- _WHAT TO DO_
Apart from any images, the entries are to be output exactly.

- _SUPPLIED MATERIAL_
============
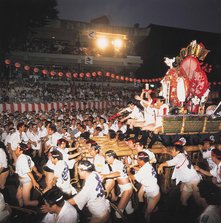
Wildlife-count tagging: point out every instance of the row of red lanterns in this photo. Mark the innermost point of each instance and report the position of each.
(82, 75)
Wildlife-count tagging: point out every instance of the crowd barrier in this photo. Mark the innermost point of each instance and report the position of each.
(76, 105)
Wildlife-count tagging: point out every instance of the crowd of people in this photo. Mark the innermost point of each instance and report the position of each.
(27, 91)
(65, 156)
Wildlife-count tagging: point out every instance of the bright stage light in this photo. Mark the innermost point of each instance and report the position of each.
(102, 42)
(118, 43)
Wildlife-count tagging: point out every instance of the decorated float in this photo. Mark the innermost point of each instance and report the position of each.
(186, 89)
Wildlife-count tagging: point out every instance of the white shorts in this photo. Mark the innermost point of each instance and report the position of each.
(124, 187)
(151, 192)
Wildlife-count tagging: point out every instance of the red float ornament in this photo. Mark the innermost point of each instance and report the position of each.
(88, 75)
(60, 74)
(52, 73)
(94, 74)
(112, 75)
(27, 68)
(99, 73)
(68, 74)
(81, 75)
(17, 65)
(45, 72)
(75, 75)
(108, 74)
(36, 70)
(7, 61)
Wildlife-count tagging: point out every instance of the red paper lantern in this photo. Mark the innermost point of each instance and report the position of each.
(75, 75)
(108, 74)
(112, 75)
(99, 73)
(7, 61)
(68, 74)
(60, 74)
(45, 72)
(52, 73)
(17, 65)
(27, 68)
(81, 75)
(94, 74)
(36, 70)
(88, 75)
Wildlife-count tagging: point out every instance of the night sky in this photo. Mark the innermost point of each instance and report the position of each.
(201, 15)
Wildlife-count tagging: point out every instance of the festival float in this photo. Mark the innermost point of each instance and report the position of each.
(186, 89)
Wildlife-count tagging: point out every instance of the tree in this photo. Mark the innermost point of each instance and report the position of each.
(18, 18)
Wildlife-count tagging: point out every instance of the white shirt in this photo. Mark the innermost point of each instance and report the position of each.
(207, 155)
(99, 163)
(53, 139)
(24, 165)
(149, 115)
(16, 138)
(118, 166)
(35, 138)
(163, 110)
(216, 172)
(62, 173)
(3, 159)
(65, 154)
(135, 113)
(210, 215)
(68, 214)
(147, 176)
(183, 170)
(92, 195)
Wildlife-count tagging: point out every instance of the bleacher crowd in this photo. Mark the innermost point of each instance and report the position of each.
(82, 163)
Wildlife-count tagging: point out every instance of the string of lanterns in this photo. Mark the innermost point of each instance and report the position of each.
(88, 75)
(81, 75)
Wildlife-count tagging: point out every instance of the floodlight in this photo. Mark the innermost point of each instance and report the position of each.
(117, 43)
(102, 42)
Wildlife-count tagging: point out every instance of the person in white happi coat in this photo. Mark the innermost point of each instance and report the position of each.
(58, 210)
(211, 193)
(183, 173)
(206, 153)
(92, 194)
(53, 137)
(215, 173)
(61, 173)
(117, 170)
(4, 169)
(68, 158)
(16, 138)
(35, 140)
(147, 177)
(24, 167)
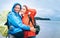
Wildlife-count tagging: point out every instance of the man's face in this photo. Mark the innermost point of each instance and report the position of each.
(17, 8)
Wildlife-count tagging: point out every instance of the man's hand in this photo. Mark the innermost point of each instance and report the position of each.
(32, 29)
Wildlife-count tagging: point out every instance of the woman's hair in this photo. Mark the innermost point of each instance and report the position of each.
(16, 5)
(26, 8)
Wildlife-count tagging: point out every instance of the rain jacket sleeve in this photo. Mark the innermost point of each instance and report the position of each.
(17, 22)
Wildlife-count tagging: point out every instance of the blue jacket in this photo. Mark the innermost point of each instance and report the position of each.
(15, 23)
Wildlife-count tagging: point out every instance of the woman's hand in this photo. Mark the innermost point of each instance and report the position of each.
(32, 29)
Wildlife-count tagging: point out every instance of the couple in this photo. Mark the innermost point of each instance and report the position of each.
(19, 24)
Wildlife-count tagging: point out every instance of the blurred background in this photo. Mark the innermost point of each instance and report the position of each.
(45, 9)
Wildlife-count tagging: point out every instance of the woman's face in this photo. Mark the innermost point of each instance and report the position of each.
(17, 8)
(23, 10)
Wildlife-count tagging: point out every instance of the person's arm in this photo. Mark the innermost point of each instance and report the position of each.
(17, 22)
(32, 12)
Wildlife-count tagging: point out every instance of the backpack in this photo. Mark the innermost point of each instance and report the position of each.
(37, 27)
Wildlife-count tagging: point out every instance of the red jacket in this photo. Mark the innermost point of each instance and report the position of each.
(25, 20)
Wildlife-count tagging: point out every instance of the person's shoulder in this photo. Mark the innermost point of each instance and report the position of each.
(10, 13)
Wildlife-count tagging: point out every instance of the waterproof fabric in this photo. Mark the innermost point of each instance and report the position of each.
(25, 20)
(15, 22)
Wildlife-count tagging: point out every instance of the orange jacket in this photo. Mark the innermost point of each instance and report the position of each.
(25, 20)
============
- _SOLUTION TO THIS PROBLEM_
Wildlife-count tagging: point out every instance of the row of red lanterns in this photo. Mark the innermost point of each instance and report the position of each.
(82, 75)
Wildlife-count tagging: point out every instance of the crowd barrier in this photo. Mark the innermost point of each instance and report the position of each.
(76, 105)
Wildlife-count tagging: point out every instance of the crowd of people in this photo. Mark the innermost point of each instance and report the position of each.
(27, 91)
(65, 156)
Wildlife-count tagging: point out every instance of the bright stage light in this photo. Mark the innermost point of each instance and report the position of each.
(102, 42)
(118, 43)
Wildlife-count tagging: point out every instance of the decorated float in this photo. Mark the innermost point of each instance and report the position of each.
(186, 89)
Wildlife-count tagging: point out every instance of the white shorts in this photo. Mark the innermost point of each instance and report the position of each.
(124, 187)
(151, 192)
Wildlife-count tagging: point out every instance of the red float ornament in this photo. Mark the innermost point of each instance and report the position of each.
(88, 75)
(60, 74)
(52, 73)
(94, 74)
(112, 75)
(27, 68)
(99, 73)
(68, 74)
(81, 75)
(17, 65)
(45, 72)
(75, 75)
(108, 74)
(36, 70)
(7, 61)
Wildlife-count tagging: point out every instance of the red paper lantern in this photo. Mark the innermost point of each instance and report the position of each.
(75, 75)
(108, 74)
(112, 75)
(99, 73)
(7, 61)
(68, 74)
(60, 74)
(45, 72)
(52, 73)
(17, 65)
(27, 68)
(81, 75)
(94, 74)
(36, 70)
(88, 75)
Wildlife-count tagging: point out every instance of the night sky in this photo. Mark the innermost point of each instance and report the position of each.
(201, 15)
Wildlife-count tagging: point out every instance of the festival float in this photo. Mark the innermost point of each instance and report the position of each.
(186, 89)
Wildlife-count tagging: point out every instance of the tree in this photo. Mark the innermost point of each instance and report the position of each.
(18, 18)
Wildlife-count tagging: point out every instance of the white shirt in this photo. Mark the innermost point of each instance and report the position of each.
(207, 155)
(99, 163)
(53, 139)
(24, 165)
(149, 115)
(16, 138)
(118, 166)
(35, 138)
(163, 110)
(216, 172)
(62, 173)
(3, 159)
(65, 154)
(135, 113)
(210, 215)
(68, 214)
(147, 176)
(183, 170)
(92, 195)
Wildlife-count tagging: point out every instance of the bleacher crowd in this photo. Mark the innermost point of each instance and report the position of each.
(82, 163)
Wildlife-count tagging: point out every instance of the string of lanterns in this photo. Mark the innermost point of each instance and report the position of each.
(88, 75)
(81, 75)
Wildlife-count tagging: point out every instance of the floodlight in this photo. Mark the innermost point of each instance and report the position of each.
(117, 43)
(102, 42)
Wildlife-count tagging: point out every instance of the person in white happi coat in this photo. Mark the innermost point of each instance and report the position of each.
(58, 210)
(211, 193)
(183, 173)
(206, 153)
(92, 194)
(53, 137)
(215, 173)
(61, 173)
(117, 170)
(4, 169)
(68, 158)
(16, 138)
(35, 140)
(147, 177)
(24, 167)
Wildlife-count tagging: point out every instance of the man's face in this photo. Mark the innermost point of each instance and report the position of each.
(17, 8)
Wildlife-count tagging: point out every instance of the man's hand in this photo. Mark the innermost point of each instance and report the position of each.
(32, 29)
Wildlife-count tagging: point out every instance of the woman's hair in this photo. Mark the innermost point of each instance and report the position of each.
(16, 5)
(26, 8)
Wildlife-count tagging: point out every instance of the rain jacket sleeve in this photo. Mark the innermost point of each instance and report the position of each.
(17, 22)
Wildlife-count tagging: point out every instance of the blue jacket in this photo. Mark the innermost point of each instance and report the position of each.
(15, 23)
Wildlife-count tagging: point out every instance of the woman's hand in this photo. Mark the innermost point of each instance and report the position of each.
(32, 29)
Wildlife-count tagging: point out every instance of the couple in this photo. Mark the innermost point of each instance and report the position of each.
(19, 24)
Wildlife-count tagging: point out every instance of the blurred background in this photo. Mark the innermost point of each instance and report the position of each.
(45, 9)
Wildlife-count tagging: point out every instance of the woman's face in this photo. Mark the innermost point of each instance and report the position of each.
(17, 8)
(23, 10)
Wildlife-count tagging: point out every instance of the person's arm in this photo. Mark the innermost point of each instance and report the position of each.
(17, 22)
(32, 12)
Wildlife-count tagging: point out every instance of the backpack in this photo. Mark the innermost point of each instance and report the position of each.
(37, 27)
Wildlife-count tagging: point out every instance of the red jacket in this photo. Mark the innermost point of each instance and report the position of each.
(25, 20)
Wildlife-count tagging: point out every instance of the person's shoulder in this photo. Mark the innermost point of each instance and report the position of each.
(10, 13)
Wildlife-count tagging: point out every instance of the waterproof fabric in this photo. Mark the innermost point of each instance and report the position of each.
(25, 20)
(15, 22)
Wildlife-count tagging: point out every instance of the orange jacket in this photo. Mark the innermost point of each instance and report the position of each.
(25, 20)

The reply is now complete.